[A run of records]
..............................

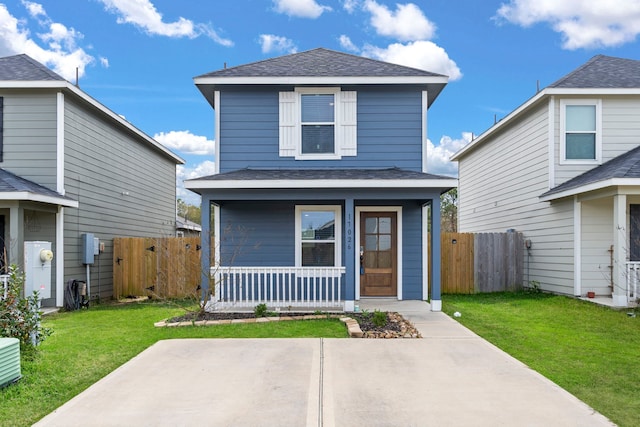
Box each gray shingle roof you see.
[540,146,640,197]
[196,48,444,78]
[194,168,455,181]
[549,55,640,88]
[0,169,72,200]
[0,55,65,81]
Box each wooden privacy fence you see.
[441,232,524,294]
[113,237,202,298]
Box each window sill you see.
[295,154,342,160]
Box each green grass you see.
[0,302,348,426]
[442,293,640,426]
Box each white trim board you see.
[184,178,458,189]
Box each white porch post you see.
[611,194,628,307]
[54,206,64,307]
[573,196,582,297]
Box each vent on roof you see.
[0,338,22,388]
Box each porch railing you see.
[211,267,345,309]
[627,261,640,302]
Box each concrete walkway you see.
[36,300,613,427]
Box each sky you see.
[0,0,640,205]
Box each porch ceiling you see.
[185,168,458,193]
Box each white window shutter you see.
[279,92,300,157]
[338,91,358,156]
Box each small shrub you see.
[373,310,387,328]
[253,303,268,317]
[0,265,51,349]
[527,280,542,294]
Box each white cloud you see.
[176,160,215,206]
[0,2,94,81]
[273,0,331,19]
[363,40,462,81]
[22,1,47,18]
[364,0,436,41]
[339,34,360,52]
[427,132,473,176]
[495,0,640,50]
[260,34,298,53]
[153,130,215,156]
[100,0,233,46]
[342,0,360,13]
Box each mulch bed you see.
[167,311,422,339]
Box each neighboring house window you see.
[560,100,602,163]
[279,88,357,160]
[295,205,341,267]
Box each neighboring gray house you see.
[185,49,456,310]
[176,216,202,237]
[0,55,184,306]
[452,55,640,306]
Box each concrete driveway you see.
[36,301,613,427]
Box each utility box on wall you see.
[82,233,98,265]
[24,242,53,299]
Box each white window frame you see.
[278,87,358,160]
[560,99,602,165]
[295,205,342,267]
[295,87,342,160]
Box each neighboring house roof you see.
[194,48,448,107]
[451,55,640,161]
[176,216,202,232]
[548,55,640,88]
[0,54,184,164]
[0,54,66,81]
[0,169,78,208]
[540,146,640,201]
[185,168,457,192]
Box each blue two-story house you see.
[185,49,457,311]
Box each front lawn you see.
[0,302,347,427]
[442,293,640,426]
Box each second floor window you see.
[561,100,601,163]
[278,87,358,160]
[301,94,335,154]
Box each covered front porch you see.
[188,171,455,311]
[574,191,640,307]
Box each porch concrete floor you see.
[36,299,613,426]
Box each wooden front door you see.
[360,212,398,297]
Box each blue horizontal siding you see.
[219,88,422,172]
[220,202,295,267]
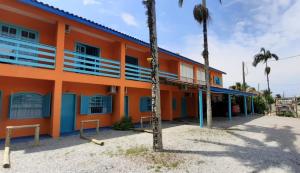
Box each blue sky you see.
[40,0,300,96]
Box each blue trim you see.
[228,94,232,120]
[251,96,254,115]
[19,0,226,74]
[198,90,204,128]
[210,87,255,96]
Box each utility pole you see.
[242,61,246,91]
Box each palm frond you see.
[252,53,265,67]
[265,67,271,75]
[178,0,183,7]
[271,53,279,61]
[193,4,210,24]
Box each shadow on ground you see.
[165,119,300,172]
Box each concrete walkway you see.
[0,116,300,173]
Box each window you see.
[0,23,38,62]
[197,69,206,85]
[80,95,112,115]
[214,76,222,85]
[9,93,51,119]
[172,98,177,111]
[76,43,100,72]
[180,63,194,83]
[0,91,2,115]
[125,56,139,78]
[140,97,152,112]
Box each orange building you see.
[0,0,254,138]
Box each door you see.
[60,94,76,133]
[124,96,129,118]
[181,97,187,118]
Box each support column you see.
[168,91,173,121]
[244,96,248,116]
[193,66,198,84]
[228,94,232,120]
[51,80,62,138]
[251,96,254,115]
[55,21,65,73]
[112,86,124,124]
[198,90,203,128]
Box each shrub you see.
[113,117,134,131]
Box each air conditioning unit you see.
[108,86,117,94]
[180,85,188,91]
[65,25,71,34]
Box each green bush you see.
[254,96,268,114]
[113,117,134,131]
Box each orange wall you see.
[0,77,53,138]
[0,10,56,46]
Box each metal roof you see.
[19,0,226,74]
[210,87,256,96]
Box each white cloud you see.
[121,13,138,27]
[176,0,300,96]
[82,0,100,5]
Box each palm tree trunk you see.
[148,0,163,151]
[266,61,271,93]
[202,0,212,128]
[266,61,272,115]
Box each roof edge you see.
[19,0,226,74]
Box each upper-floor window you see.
[140,97,152,112]
[76,43,100,72]
[197,69,206,85]
[214,76,222,85]
[180,63,194,83]
[0,23,38,62]
[9,93,51,119]
[80,95,112,115]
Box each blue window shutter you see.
[106,96,112,114]
[0,91,2,115]
[80,96,91,115]
[172,98,177,110]
[43,93,51,118]
[9,94,14,119]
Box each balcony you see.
[64,50,120,78]
[125,64,178,82]
[0,36,56,69]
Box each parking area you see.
[0,116,300,173]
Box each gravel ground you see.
[0,116,300,173]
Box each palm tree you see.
[178,0,222,128]
[143,0,163,151]
[252,48,279,93]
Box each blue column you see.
[198,90,203,128]
[244,96,248,116]
[228,94,232,120]
[251,96,254,115]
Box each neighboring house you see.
[0,0,254,138]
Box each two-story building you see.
[0,0,255,138]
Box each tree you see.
[252,48,279,93]
[143,0,163,151]
[178,0,222,128]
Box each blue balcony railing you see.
[125,64,178,82]
[0,36,56,69]
[64,50,120,78]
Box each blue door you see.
[124,96,129,118]
[181,97,187,118]
[60,94,76,133]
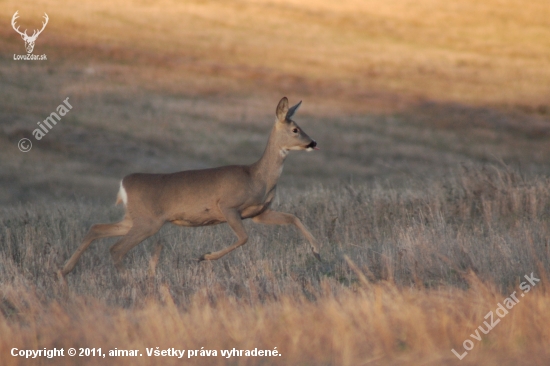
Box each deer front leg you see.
[252,210,321,260]
[199,209,248,262]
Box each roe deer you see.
[59,97,321,277]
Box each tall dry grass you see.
[0,166,550,365]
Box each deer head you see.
[11,10,48,53]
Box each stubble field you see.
[0,0,550,365]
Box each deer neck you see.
[251,128,288,191]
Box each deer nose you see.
[306,140,318,150]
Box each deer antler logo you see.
[11,10,49,53]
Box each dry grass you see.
[0,167,550,365]
[0,0,550,365]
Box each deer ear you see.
[286,101,302,119]
[275,97,288,122]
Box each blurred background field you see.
[0,0,550,365]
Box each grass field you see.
[0,0,550,365]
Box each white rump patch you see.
[118,181,128,206]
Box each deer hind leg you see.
[252,210,321,260]
[199,209,248,262]
[61,216,132,277]
[110,221,164,270]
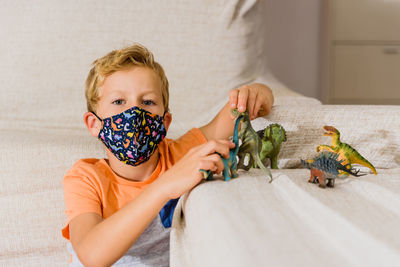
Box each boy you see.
[62,44,273,266]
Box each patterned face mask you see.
[93,106,167,166]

..............................

:: Stated goal ::
Update the data above by replacing "Box each" with "Outline each" throughout, keeping every other line unchanged. Leave the pictures out of your answer.

:: Full solution ::
Outline each gray shingle roof you see.
[540,146,640,197]
[196,48,444,78]
[194,168,455,181]
[549,55,640,88]
[0,169,72,200]
[0,55,65,81]
Outline each wooden privacy fence you see.
[441,232,524,294]
[113,237,202,298]
Outline each window sill you see.
[295,154,342,160]
Outline each green grass you see.
[0,302,348,426]
[442,293,640,426]
Outline each white trim board you see.
[184,178,458,189]
Outline each white porch post you see.
[611,194,628,307]
[54,206,64,307]
[573,196,582,297]
Outline each vent on roof you see.
[0,338,22,388]
Outline each porch railing you see.
[211,267,345,309]
[627,261,640,302]
Outline each concrete walkway you see.
[36,300,613,427]
Outline each sky you see.
[0,0,640,205]
Outline each porch ceiling you see.
[185,168,458,193]
Outline each white window shutter you see.
[279,92,300,157]
[338,91,358,156]
Outline each small shrub you see.
[373,310,387,328]
[253,303,268,317]
[0,265,51,349]
[527,280,542,294]
Outline each white cloud you see.
[176,160,215,206]
[0,2,94,81]
[273,0,331,19]
[363,40,462,81]
[22,1,47,18]
[364,0,436,41]
[339,34,360,52]
[427,132,473,176]
[495,0,640,50]
[260,34,298,53]
[153,130,215,156]
[100,0,233,46]
[342,0,360,13]
Outline each mulch bed you see.
[167,311,422,339]
Outline each neighboring house window you see.
[560,100,602,163]
[279,88,357,160]
[295,205,341,267]
Outline each neighboring gray house you see.
[185,49,456,310]
[176,216,202,237]
[0,55,184,306]
[452,55,640,306]
Outline each concrete driveway you see.
[36,301,613,427]
Outline each utility box on wall you see.
[82,233,98,265]
[24,242,53,299]
Outline each white window frame you see.
[278,87,358,160]
[560,99,602,165]
[295,205,342,267]
[295,87,342,160]
Outline each neighboring house roof you see.
[194,48,448,107]
[451,55,640,161]
[176,216,202,232]
[548,55,640,88]
[0,54,184,164]
[0,54,66,81]
[0,169,78,208]
[540,146,640,201]
[185,168,457,192]
Outline each blue two-story house you see.
[185,49,457,311]
Outline each front lawn you see.
[0,302,347,427]
[442,293,640,426]
Outline each second floor window you see.
[561,100,601,163]
[278,87,358,160]
[301,94,335,154]
Outline each covered front porch you see.
[188,171,455,311]
[574,191,640,307]
Outline each porch concrete floor you see.
[36,299,613,426]
Outline each wooden front door you see.
[360,212,398,297]
Outline each blue horizontal siding you see.
[219,88,422,172]
[220,202,295,267]
Outline each blue sky you see.
[40,0,300,96]
Outline each blue trim you see.
[228,94,232,120]
[251,96,254,115]
[19,0,226,74]
[198,90,204,128]
[210,87,255,96]
Outline each utility pole you see.
[242,61,246,91]
Outline each palm frond you see.
[252,53,265,67]
[265,67,271,75]
[178,0,183,7]
[271,53,279,61]
[193,4,210,24]
Outline each shadow on ground you see.
[165,119,300,172]
Outline each concrete walkway you see.
[0,116,300,173]
Outline each window you see.
[0,23,38,62]
[197,69,206,85]
[80,95,112,115]
[214,76,222,85]
[9,93,51,119]
[172,98,177,111]
[76,43,100,72]
[180,63,194,83]
[0,91,2,115]
[125,56,139,78]
[140,97,152,112]
Outline each orange building you see.
[0,0,254,138]
Outline each door you see.
[60,94,76,133]
[124,96,129,118]
[181,97,187,118]
Outline each support column you see.
[168,91,173,121]
[244,96,248,116]
[193,66,198,84]
[228,94,232,120]
[51,80,62,138]
[251,96,254,115]
[55,21,65,73]
[112,86,124,124]
[198,90,203,128]
Outline each shrub you see.
[113,117,134,131]
Outline each air conditioning unit you see.
[108,86,117,94]
[180,85,188,91]
[65,25,71,34]
Outline each green bush you see.
[254,96,268,114]
[113,117,134,131]
Outline each orange wall you see.
[0,77,53,138]
[0,10,56,46]
Outline each metal roof you see.
[19,0,226,74]
[210,87,256,96]
Outline each white cloud you see.
[121,13,138,27]
[176,0,300,96]
[82,0,100,5]
Outline each palm tree trunk you see.
[148,0,163,151]
[266,61,271,93]
[202,0,212,128]
[266,61,272,115]
Outline each roof edge you see.
[19,0,226,74]
Outline each upper-floor window you see.
[140,97,152,112]
[76,43,100,72]
[197,69,206,85]
[214,76,222,85]
[180,63,194,83]
[0,23,38,62]
[9,93,51,119]
[80,95,112,115]
Outline each blue window shutter you see.
[106,96,112,114]
[0,91,2,115]
[80,96,91,115]
[172,98,177,110]
[43,93,51,118]
[9,94,14,119]
Outline each balcony you see.
[64,50,120,78]
[125,64,178,82]
[0,36,56,69]
Outline each parking area you see.
[0,116,300,173]
Outline each gravel ground you see.
[0,116,300,173]
Outline each palm tree you see.
[178,0,222,128]
[143,0,163,151]
[252,48,279,93]
Outline each blue column you see.
[198,90,203,128]
[244,96,248,116]
[228,94,232,120]
[251,96,254,115]
Outline each neighboring house you see.
[0,0,254,138]
Outline each two-story building you see.
[0,0,255,138]
Outline each tree you see.
[252,48,279,93]
[143,0,163,151]
[178,0,222,128]
Outline each blue balcony railing you see.
[125,64,178,82]
[0,36,56,69]
[64,50,120,78]
Outline each blue door you see.
[124,96,129,118]
[181,97,187,118]
[60,94,76,133]
Outline each deer front leg you see.
[252,210,321,260]
[199,209,248,262]
Outline each roe deer you see.
[59,97,321,277]
Outline each tall dry grass you see.
[0,166,550,365]
Outline each deer head you see.
[11,10,48,53]
Outline each stubble field you see.
[0,0,550,365]
Outline each deer neck you see.
[251,128,288,191]
Outline each deer nose you see.
[306,140,318,150]
Outline each deer antler logo you see.
[11,10,49,53]
Outline each dry grass you see.
[0,167,550,365]
[0,0,550,365]
Outline each deer ear you see.
[286,101,302,119]
[275,97,288,122]
Outline each blurred background field you see.
[0,0,550,365]
Outline each grass field you see.
[0,0,550,365]
Outline each white rump patch you see.
[118,181,128,206]
Outline each deer hind leg you see.
[252,210,321,260]
[199,209,248,262]
[61,216,132,277]
[110,221,164,270]
Outline each boy you see.
[62,44,273,266]
Outline each patterned face mask you see.
[93,106,167,166]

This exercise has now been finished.